EXERCISE REQUIREMENTS —
Locate each line in the items below that contains the word "trophy", and copy those lines.

Items from a dataset
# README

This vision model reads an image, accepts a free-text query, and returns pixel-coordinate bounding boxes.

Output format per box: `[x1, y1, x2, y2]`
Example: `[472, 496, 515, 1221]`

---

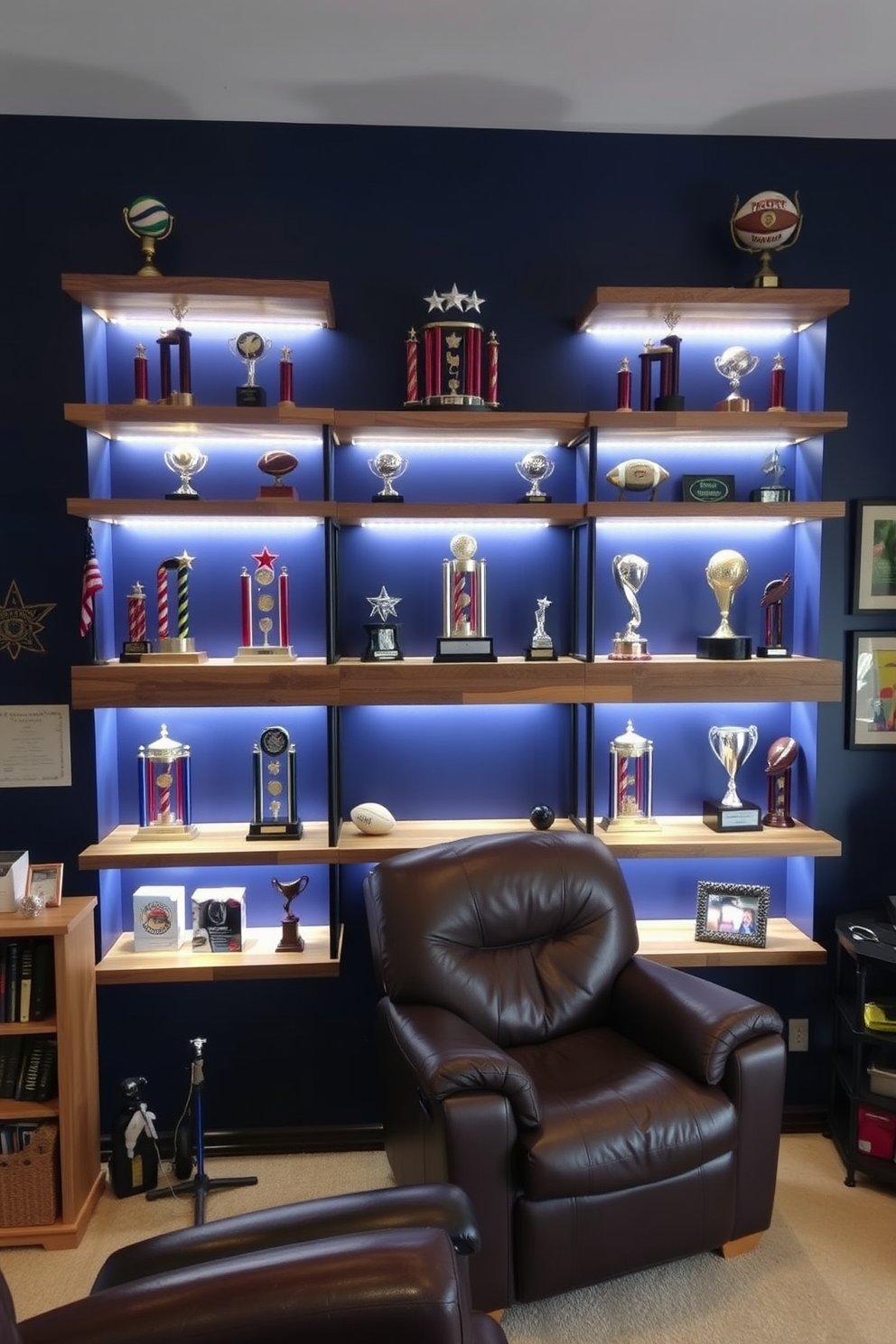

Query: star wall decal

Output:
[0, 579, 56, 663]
==
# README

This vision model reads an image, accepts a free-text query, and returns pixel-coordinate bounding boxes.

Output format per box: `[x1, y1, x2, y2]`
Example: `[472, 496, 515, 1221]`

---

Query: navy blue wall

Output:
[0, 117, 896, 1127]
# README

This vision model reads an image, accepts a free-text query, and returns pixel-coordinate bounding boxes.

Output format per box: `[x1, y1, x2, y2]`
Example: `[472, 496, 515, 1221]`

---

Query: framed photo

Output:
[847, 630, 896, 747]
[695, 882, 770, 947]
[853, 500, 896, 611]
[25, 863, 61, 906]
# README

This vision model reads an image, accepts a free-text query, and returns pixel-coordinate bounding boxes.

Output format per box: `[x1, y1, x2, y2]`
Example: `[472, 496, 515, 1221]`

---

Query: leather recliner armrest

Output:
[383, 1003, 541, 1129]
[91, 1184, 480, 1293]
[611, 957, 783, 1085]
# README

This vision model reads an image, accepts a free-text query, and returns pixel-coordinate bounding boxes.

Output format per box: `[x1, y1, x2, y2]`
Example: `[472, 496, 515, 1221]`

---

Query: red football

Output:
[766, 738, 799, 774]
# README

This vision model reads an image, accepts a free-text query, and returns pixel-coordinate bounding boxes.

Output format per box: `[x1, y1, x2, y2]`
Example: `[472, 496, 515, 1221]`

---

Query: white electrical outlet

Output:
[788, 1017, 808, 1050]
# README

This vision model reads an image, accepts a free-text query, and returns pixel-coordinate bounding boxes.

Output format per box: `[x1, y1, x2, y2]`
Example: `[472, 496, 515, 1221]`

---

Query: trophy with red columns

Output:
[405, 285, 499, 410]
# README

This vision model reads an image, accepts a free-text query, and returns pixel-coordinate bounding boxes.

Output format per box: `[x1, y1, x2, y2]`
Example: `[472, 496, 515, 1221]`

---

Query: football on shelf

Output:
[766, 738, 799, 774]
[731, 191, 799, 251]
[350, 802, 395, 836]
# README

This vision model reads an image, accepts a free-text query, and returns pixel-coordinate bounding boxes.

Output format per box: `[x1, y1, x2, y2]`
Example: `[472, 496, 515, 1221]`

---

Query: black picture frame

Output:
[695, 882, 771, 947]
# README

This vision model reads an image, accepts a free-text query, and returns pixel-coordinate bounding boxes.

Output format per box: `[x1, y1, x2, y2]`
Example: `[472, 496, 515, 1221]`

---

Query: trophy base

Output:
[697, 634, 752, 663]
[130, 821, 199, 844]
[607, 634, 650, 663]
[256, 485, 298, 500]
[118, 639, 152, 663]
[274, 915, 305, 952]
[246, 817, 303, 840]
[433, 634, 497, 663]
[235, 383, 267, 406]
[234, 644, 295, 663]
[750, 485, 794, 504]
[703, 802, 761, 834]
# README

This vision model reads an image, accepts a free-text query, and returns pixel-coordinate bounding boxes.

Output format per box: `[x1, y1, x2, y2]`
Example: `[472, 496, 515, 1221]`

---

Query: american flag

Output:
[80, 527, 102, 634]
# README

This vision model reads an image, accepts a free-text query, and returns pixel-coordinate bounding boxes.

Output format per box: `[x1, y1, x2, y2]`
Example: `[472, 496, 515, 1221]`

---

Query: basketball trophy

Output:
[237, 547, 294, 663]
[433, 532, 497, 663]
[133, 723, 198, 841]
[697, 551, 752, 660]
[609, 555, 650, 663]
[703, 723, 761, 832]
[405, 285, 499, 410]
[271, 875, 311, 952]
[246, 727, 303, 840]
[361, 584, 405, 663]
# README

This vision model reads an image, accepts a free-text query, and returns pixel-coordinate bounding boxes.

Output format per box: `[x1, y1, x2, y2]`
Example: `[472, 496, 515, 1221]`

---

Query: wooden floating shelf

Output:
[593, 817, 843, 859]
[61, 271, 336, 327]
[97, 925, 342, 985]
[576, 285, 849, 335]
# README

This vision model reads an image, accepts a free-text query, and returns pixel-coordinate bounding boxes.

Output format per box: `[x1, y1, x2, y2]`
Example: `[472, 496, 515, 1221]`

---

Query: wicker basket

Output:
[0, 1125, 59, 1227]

ANSWER BELOW —
Query: trophy with red columns
Query: trophy base
Query: basketball trophy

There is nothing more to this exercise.